### Short exercise
Rewrite the part of the records that opens with the line containing "Data-labeling checklist — (1) open image, (2) find every elderly" and closes with the line containing "537,124,615,209", putting "older" in place of "elderly" and keeping everything else the same.

── Listing ──

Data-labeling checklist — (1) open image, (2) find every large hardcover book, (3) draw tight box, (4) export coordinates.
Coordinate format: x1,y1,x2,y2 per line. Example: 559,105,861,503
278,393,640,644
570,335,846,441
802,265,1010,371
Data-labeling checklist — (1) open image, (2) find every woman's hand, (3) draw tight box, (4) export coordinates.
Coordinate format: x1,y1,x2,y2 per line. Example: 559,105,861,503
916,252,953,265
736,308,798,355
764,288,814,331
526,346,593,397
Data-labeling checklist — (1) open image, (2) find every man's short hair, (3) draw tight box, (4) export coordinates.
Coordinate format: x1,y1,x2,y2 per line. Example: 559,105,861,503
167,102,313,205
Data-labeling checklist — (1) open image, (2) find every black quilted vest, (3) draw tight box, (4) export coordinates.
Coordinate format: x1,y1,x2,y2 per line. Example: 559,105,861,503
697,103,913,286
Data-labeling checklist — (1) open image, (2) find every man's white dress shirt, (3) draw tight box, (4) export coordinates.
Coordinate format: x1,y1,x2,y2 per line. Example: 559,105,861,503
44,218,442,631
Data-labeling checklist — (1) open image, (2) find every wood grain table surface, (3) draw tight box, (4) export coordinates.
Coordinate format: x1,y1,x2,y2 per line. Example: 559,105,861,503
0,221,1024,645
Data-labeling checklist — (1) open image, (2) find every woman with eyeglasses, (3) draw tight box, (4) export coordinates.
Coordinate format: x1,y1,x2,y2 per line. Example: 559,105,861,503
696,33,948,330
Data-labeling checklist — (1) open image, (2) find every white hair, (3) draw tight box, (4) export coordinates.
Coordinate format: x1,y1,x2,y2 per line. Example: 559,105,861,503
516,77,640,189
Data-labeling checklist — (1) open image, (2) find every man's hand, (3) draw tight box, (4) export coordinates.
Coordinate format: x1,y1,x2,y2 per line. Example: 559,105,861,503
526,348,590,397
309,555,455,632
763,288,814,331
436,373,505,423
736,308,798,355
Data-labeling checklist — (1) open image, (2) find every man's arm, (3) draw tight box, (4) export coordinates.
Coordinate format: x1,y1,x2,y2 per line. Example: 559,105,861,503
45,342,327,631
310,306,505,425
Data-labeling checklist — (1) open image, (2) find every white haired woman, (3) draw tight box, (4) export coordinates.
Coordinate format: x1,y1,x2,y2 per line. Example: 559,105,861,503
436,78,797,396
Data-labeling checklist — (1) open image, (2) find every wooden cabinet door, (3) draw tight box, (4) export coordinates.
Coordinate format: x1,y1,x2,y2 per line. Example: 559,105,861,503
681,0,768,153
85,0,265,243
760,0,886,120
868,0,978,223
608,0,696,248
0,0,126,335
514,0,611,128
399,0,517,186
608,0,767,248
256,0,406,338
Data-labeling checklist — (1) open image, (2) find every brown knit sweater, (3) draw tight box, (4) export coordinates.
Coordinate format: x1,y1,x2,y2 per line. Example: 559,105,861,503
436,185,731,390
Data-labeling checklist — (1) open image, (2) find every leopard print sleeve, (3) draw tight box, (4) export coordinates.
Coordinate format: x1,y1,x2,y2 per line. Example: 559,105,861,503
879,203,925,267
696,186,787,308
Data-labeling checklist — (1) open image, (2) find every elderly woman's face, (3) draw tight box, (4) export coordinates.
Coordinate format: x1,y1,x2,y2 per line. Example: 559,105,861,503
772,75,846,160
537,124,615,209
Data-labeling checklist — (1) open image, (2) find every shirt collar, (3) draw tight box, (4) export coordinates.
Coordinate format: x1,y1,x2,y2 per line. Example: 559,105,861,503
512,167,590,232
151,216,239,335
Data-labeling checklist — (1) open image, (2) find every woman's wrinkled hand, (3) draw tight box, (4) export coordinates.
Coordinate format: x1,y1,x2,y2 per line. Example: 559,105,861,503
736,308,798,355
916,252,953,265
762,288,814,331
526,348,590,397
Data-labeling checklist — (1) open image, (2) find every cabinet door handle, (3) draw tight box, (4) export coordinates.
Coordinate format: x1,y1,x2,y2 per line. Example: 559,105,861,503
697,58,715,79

───

### Task output
Data-labeling checklist — (1) open image, (2) find every older woman's face, (3) draw tight box, (4) export coordinates.
Coordinate format: x1,y1,x2,y2 per line. Example: 559,105,861,503
772,75,846,160
537,124,615,209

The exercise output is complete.